AUFGABENSTELLUNG —
a – Nenne alle Personen, die im Textauszug namentlich erwähnt werden.
b – Kopiere aus dem Textauszug den Abschnitt wortgetreu, beginnend mit „Live: Rainhard Fendrich“ und weiter bis einschließlich „Mannheimer Rosengarten geführt.“.

TEXTAUSZUG —
======

Rainhard Fendrich (foto: Johannes Ehn)

Live: Rainhard Fendrich in Mannheim – Nach Falco kommt Fendrich

Seit 45 Jahren steht Rainhard Fendrich nun schon auf der Bühne. Klar, dass die Austro-Pop-Legende diesen Umstand mit einer Jubiläumstour feiert. Die hat den 70-Jährigen am Donnerstagabend auch in den Mannheimer Rosengarten geführt.

======

[Datensätze]
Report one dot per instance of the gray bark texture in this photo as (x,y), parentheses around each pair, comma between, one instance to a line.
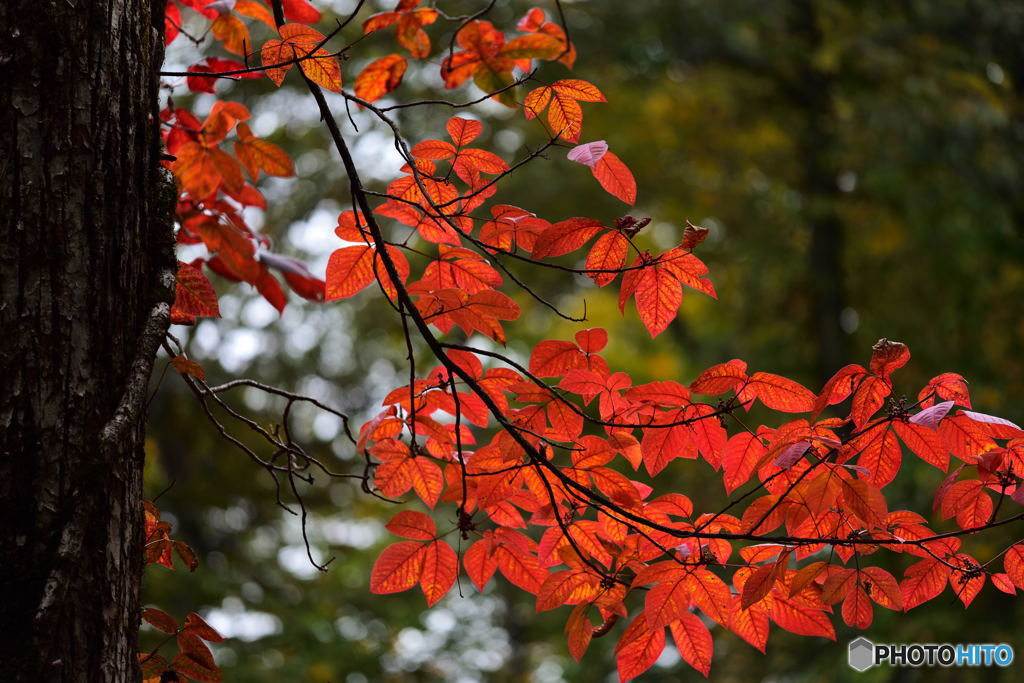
(86,275)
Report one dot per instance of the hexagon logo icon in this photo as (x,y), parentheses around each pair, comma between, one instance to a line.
(861,655)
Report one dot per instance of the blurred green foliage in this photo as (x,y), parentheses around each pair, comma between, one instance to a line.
(860,167)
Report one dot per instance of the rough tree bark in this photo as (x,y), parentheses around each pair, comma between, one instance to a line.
(85,254)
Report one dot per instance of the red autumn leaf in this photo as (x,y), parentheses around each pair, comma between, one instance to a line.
(398,567)
(440,566)
(638,648)
(693,641)
(565,237)
(413,524)
(194,294)
(380,77)
(780,393)
(300,43)
(348,271)
(615,177)
(606,257)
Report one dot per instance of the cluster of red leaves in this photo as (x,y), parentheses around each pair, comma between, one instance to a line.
(555,500)
(213,193)
(823,487)
(194,660)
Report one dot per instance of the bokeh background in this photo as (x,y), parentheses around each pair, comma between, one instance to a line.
(860,166)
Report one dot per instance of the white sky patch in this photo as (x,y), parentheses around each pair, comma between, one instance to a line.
(231,620)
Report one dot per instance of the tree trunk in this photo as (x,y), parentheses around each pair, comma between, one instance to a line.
(85,256)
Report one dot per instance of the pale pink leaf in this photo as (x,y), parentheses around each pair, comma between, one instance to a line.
(589,154)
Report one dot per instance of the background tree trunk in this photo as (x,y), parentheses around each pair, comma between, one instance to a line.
(85,252)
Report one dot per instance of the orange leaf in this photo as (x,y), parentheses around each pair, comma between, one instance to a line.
(606,256)
(380,77)
(256,155)
(857,609)
(581,90)
(693,641)
(413,524)
(658,296)
(565,118)
(463,131)
(439,569)
(923,582)
(348,271)
(615,177)
(564,237)
(194,294)
(398,567)
(1013,563)
(638,648)
(781,394)
(232,34)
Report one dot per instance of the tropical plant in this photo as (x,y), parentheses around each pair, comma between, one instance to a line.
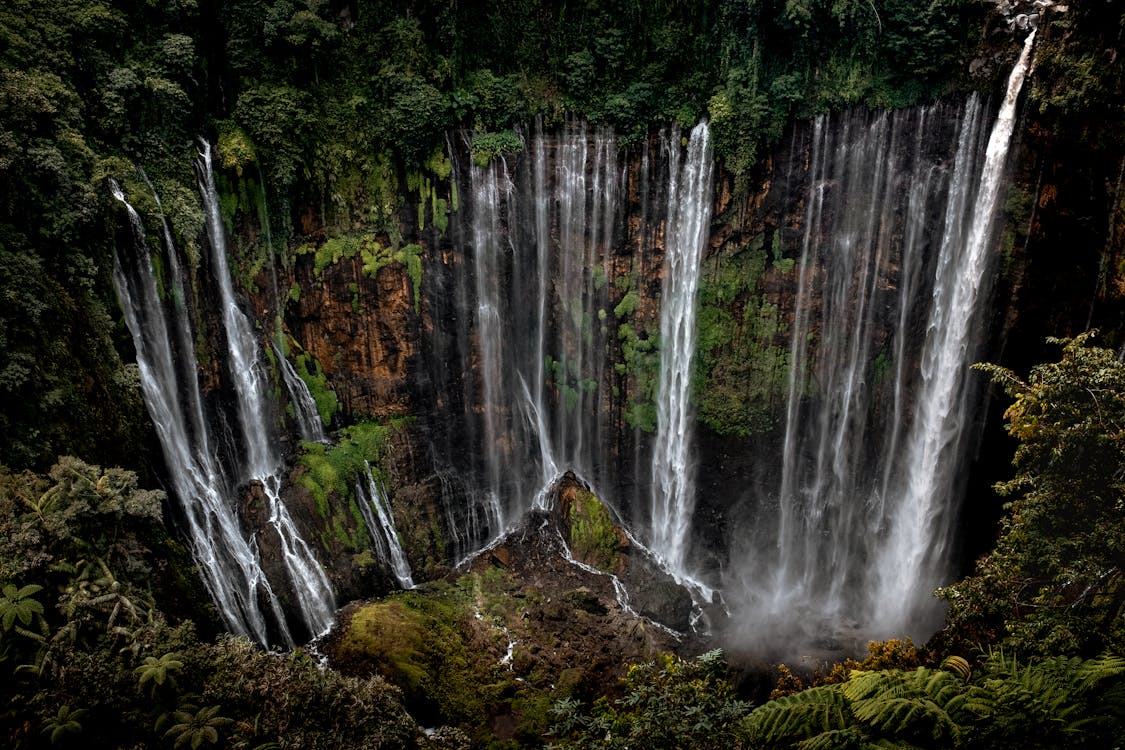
(19,610)
(159,672)
(1050,703)
(194,726)
(669,703)
(63,724)
(1055,581)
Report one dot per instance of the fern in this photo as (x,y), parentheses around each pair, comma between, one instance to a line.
(800,716)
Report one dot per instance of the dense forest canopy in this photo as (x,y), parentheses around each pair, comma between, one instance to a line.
(324,109)
(330,99)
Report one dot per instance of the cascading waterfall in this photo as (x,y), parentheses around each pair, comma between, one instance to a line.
(540,241)
(920,530)
(857,534)
(227,561)
(308,419)
(686,231)
(315,598)
(380,523)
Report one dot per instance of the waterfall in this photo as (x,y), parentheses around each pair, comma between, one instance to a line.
(227,561)
(315,598)
(487,187)
(381,525)
(887,323)
(304,408)
(919,532)
(538,274)
(686,232)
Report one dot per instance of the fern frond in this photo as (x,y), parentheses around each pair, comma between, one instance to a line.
(801,715)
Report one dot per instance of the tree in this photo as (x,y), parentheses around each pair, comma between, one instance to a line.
(1054,581)
(1049,703)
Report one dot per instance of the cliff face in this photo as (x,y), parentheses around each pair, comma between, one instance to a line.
(398,324)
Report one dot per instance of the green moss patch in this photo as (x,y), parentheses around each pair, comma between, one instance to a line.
(592,534)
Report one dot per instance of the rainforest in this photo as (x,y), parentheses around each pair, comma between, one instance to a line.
(609,373)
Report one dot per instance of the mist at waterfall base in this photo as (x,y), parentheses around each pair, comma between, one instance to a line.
(574,272)
(861,529)
(848,525)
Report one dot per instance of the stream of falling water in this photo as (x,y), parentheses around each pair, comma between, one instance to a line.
(315,598)
(686,232)
(915,554)
(380,523)
(858,532)
(309,425)
(540,242)
(227,561)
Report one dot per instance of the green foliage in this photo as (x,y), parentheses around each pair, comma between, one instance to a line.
(159,672)
(741,379)
(487,146)
(592,534)
(414,641)
(18,604)
(64,723)
(309,370)
(195,726)
(332,470)
(1054,581)
(671,703)
(641,363)
(1051,703)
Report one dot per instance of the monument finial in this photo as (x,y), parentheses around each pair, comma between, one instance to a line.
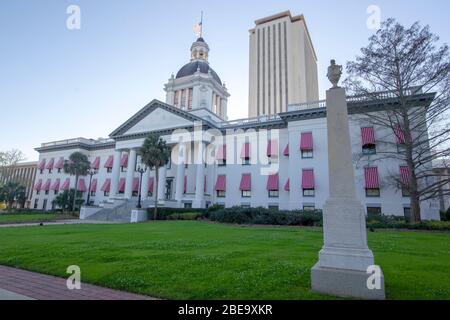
(334,73)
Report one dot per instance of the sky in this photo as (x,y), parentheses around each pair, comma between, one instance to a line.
(57,83)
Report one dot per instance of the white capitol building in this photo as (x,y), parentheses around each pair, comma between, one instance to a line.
(278,159)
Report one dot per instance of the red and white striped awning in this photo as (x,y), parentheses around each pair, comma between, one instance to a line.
(306,141)
(151,183)
(371,177)
(81,185)
(246,182)
(308,179)
(221,184)
(38,185)
(222,153)
(50,164)
(47,185)
(96,164)
(106,185)
(399,134)
(245,152)
(60,163)
(368,136)
(272,182)
(122,183)
(41,165)
(136,185)
(94,185)
(66,184)
(286,151)
(287,186)
(56,184)
(272,148)
(405,176)
(124,160)
(110,162)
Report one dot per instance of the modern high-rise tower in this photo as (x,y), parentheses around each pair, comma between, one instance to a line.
(283,64)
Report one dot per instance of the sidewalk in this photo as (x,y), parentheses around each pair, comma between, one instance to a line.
(16,284)
(55,223)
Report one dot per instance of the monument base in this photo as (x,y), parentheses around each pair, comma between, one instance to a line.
(345,283)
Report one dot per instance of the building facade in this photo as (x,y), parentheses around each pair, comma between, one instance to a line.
(274,161)
(283,65)
(23,173)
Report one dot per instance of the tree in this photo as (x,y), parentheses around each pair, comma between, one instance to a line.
(13,192)
(78,165)
(8,160)
(402,63)
(66,200)
(154,154)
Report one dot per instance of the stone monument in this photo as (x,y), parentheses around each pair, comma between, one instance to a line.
(345,263)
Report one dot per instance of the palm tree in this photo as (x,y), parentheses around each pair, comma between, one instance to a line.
(78,165)
(154,154)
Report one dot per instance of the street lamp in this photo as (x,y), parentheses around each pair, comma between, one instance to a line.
(90,173)
(141,172)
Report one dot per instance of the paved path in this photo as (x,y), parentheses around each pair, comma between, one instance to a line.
(16,284)
(55,223)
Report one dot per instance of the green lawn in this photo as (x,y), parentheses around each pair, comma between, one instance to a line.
(199,260)
(6,218)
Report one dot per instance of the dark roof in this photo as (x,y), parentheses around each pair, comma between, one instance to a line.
(191,68)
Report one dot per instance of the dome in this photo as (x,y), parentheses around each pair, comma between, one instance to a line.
(191,68)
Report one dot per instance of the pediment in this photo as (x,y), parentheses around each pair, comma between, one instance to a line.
(156,116)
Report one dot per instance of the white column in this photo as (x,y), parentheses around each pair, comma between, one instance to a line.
(114,190)
(345,256)
(162,183)
(144,187)
(200,178)
(130,173)
(179,191)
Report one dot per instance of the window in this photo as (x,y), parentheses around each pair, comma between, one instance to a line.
(246,194)
(375,192)
(405,192)
(307,154)
(221,194)
(407,213)
(369,149)
(373,211)
(274,193)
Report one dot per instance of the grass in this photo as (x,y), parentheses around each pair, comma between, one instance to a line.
(200,260)
(20,217)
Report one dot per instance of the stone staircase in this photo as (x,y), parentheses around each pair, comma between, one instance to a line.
(117,211)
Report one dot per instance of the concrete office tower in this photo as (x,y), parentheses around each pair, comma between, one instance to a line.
(283,65)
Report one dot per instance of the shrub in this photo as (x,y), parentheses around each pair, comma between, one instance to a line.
(185,216)
(263,216)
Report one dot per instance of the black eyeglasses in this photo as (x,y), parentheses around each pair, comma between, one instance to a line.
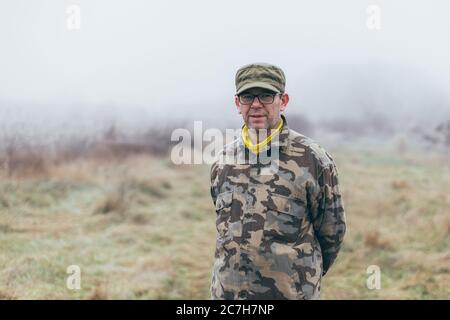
(264,98)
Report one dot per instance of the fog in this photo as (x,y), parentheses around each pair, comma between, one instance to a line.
(141,62)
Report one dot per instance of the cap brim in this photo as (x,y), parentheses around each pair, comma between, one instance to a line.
(263,85)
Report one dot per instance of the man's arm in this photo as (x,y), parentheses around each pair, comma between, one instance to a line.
(328,214)
(213,175)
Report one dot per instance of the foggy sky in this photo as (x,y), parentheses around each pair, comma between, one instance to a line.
(167,59)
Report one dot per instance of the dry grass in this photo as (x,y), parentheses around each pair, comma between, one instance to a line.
(141,228)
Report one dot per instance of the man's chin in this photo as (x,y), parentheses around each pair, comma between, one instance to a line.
(257,125)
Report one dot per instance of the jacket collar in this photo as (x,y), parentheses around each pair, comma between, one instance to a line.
(281,140)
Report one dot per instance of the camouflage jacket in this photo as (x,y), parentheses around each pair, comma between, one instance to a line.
(279,232)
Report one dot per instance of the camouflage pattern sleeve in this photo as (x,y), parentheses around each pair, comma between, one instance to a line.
(328,214)
(213,175)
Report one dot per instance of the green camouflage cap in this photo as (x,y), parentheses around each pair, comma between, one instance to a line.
(260,75)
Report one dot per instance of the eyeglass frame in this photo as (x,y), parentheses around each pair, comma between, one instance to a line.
(257,96)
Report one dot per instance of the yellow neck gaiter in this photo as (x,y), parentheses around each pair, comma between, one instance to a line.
(255,148)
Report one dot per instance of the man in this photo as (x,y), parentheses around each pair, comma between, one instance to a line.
(279,227)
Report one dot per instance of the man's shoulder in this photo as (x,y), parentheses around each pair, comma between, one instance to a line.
(311,147)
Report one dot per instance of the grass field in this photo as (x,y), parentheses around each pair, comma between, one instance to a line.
(143,228)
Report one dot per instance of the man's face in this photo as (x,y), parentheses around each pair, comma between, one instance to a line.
(258,115)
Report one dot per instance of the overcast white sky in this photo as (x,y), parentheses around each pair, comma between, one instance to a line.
(176,58)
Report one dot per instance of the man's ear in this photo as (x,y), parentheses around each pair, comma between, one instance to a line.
(236,102)
(284,101)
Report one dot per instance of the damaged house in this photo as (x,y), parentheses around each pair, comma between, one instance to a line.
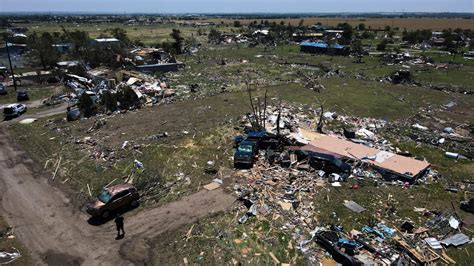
(320,47)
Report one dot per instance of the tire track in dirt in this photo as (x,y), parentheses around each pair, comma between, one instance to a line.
(56,232)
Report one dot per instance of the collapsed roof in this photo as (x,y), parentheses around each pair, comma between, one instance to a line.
(394,163)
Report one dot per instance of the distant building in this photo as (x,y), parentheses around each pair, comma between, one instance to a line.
(106,41)
(321,47)
(63,47)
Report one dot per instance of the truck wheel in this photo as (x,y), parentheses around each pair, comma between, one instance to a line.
(105,214)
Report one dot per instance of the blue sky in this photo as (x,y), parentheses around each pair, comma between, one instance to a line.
(244,6)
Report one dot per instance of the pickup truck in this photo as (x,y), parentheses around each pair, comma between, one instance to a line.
(247,147)
(14,110)
(245,153)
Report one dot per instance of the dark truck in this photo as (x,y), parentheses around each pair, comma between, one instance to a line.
(247,147)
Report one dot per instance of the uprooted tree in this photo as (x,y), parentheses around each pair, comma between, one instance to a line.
(259,109)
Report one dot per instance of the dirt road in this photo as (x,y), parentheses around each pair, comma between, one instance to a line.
(56,232)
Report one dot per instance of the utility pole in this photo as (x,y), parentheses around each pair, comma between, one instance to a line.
(11,67)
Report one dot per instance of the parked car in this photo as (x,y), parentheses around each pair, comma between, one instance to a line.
(112,199)
(22,96)
(73,114)
(3,89)
(14,110)
(468,205)
(245,153)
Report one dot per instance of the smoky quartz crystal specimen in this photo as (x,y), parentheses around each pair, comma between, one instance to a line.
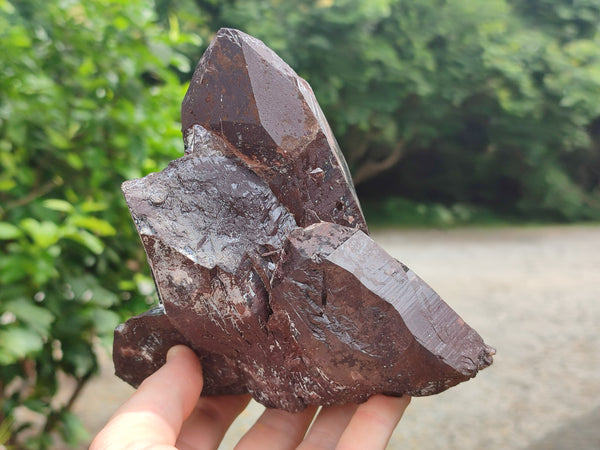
(262,259)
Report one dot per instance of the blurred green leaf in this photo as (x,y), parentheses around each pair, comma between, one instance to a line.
(72,429)
(98,226)
(17,343)
(44,233)
(57,204)
(37,318)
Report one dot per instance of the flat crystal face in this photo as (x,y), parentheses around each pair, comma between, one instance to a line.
(260,253)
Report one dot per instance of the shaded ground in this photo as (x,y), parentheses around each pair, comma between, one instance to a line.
(533,293)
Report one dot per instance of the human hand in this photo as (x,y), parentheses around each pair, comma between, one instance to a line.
(167,412)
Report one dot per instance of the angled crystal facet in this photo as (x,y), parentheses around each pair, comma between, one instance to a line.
(262,259)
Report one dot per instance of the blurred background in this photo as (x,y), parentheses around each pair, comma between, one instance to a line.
(468,120)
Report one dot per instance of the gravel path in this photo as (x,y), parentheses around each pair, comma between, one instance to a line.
(533,294)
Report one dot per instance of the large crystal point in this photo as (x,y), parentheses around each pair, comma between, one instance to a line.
(257,245)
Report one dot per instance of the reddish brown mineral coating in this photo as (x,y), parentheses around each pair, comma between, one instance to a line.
(245,93)
(258,249)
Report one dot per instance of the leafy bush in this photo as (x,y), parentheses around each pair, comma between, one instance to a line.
(90,97)
(439,105)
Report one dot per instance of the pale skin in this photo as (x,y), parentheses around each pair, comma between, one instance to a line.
(167,412)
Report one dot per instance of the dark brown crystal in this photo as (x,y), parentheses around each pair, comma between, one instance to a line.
(259,251)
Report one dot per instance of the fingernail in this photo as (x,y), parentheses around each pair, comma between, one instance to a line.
(173,351)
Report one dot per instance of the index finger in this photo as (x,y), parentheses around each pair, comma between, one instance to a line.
(156,411)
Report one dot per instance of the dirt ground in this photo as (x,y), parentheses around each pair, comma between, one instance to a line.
(533,294)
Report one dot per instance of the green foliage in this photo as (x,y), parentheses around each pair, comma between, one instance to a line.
(500,95)
(90,97)
(470,106)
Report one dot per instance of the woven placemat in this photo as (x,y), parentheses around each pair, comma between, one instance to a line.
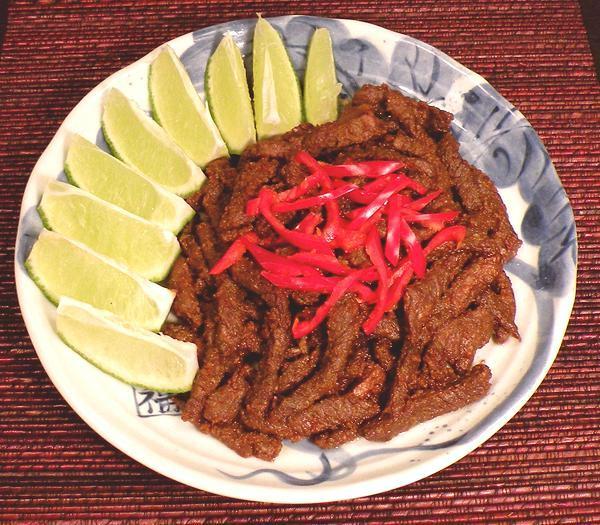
(542,467)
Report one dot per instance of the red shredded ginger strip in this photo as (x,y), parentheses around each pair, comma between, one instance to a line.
(386,209)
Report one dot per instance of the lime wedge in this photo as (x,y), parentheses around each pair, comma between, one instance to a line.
(93,170)
(141,246)
(177,107)
(228,96)
(135,356)
(321,88)
(277,100)
(140,142)
(65,268)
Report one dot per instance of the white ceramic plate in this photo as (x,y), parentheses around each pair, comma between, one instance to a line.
(493,135)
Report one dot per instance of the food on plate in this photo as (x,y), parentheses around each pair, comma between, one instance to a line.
(321,88)
(177,107)
(133,355)
(277,98)
(228,96)
(138,141)
(106,177)
(141,246)
(402,247)
(338,276)
(64,268)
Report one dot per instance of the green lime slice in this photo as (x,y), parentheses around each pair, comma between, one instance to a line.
(277,99)
(321,88)
(177,107)
(228,96)
(94,170)
(61,267)
(140,142)
(135,356)
(141,246)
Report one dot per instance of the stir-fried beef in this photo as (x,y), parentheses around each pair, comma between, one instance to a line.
(256,385)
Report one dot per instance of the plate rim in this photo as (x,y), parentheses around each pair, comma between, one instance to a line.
(284,494)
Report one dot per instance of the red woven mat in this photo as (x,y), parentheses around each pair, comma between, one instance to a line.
(542,467)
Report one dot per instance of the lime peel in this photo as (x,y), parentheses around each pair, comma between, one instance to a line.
(135,356)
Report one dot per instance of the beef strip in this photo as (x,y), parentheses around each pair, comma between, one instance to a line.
(382,352)
(432,403)
(346,410)
(278,326)
(294,372)
(221,175)
(335,438)
(248,182)
(244,442)
(234,336)
(500,299)
(343,328)
(450,354)
(282,147)
(356,124)
(224,404)
(185,305)
(181,332)
(195,260)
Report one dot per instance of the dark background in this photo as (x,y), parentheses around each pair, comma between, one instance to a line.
(542,467)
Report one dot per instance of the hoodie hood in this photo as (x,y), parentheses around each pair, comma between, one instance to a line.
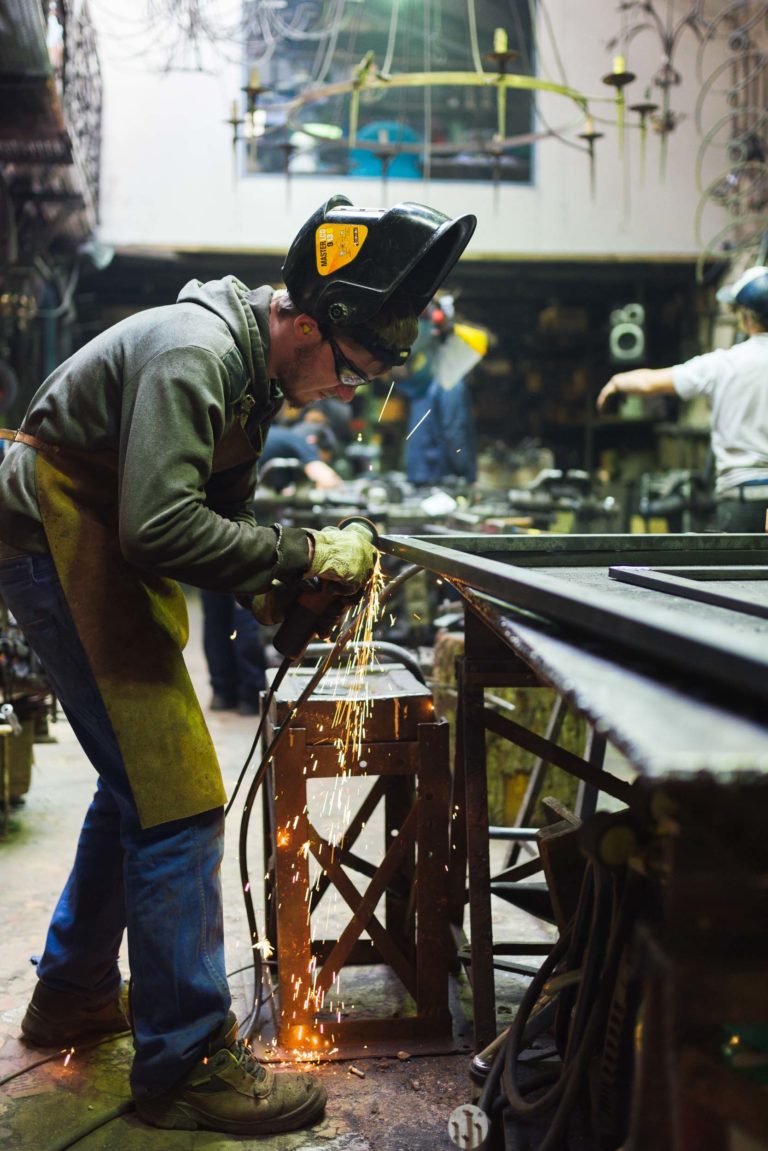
(244,311)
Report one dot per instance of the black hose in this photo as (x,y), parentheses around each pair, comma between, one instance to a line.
(93,1125)
(339,645)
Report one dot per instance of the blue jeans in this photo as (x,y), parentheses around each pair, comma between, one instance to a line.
(161,884)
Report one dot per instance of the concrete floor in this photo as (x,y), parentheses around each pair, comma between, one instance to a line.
(400,1104)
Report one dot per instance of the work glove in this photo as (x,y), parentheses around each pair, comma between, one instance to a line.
(270,607)
(342,556)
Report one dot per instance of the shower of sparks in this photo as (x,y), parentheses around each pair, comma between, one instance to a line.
(386,402)
(310,995)
(354,709)
(417,426)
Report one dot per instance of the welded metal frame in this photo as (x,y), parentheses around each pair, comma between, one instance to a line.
(492,564)
(523,608)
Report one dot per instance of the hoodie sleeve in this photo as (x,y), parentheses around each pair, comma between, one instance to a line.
(177,416)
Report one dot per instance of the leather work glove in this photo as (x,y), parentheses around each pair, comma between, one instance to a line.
(270,607)
(343,556)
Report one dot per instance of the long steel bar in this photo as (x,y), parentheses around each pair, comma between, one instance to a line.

======

LÖSUNGEN —
a – Rainhard Fendrich, Johannes Ehn, Falco

b –
Live: Rainhard Fendrich in Mannheim – Nach Falco kommt Fendrich

Seit 45 Jahren steht Rainhard Fendrich nun schon auf der Bühne. Klar, dass die Austro-Pop-Legende diesen Umstand mit einer Jubiläumstour feiert. Die hat den 70-Jährigen am Donnerstagabend auch in den Mannheimer Rosengarten geführt.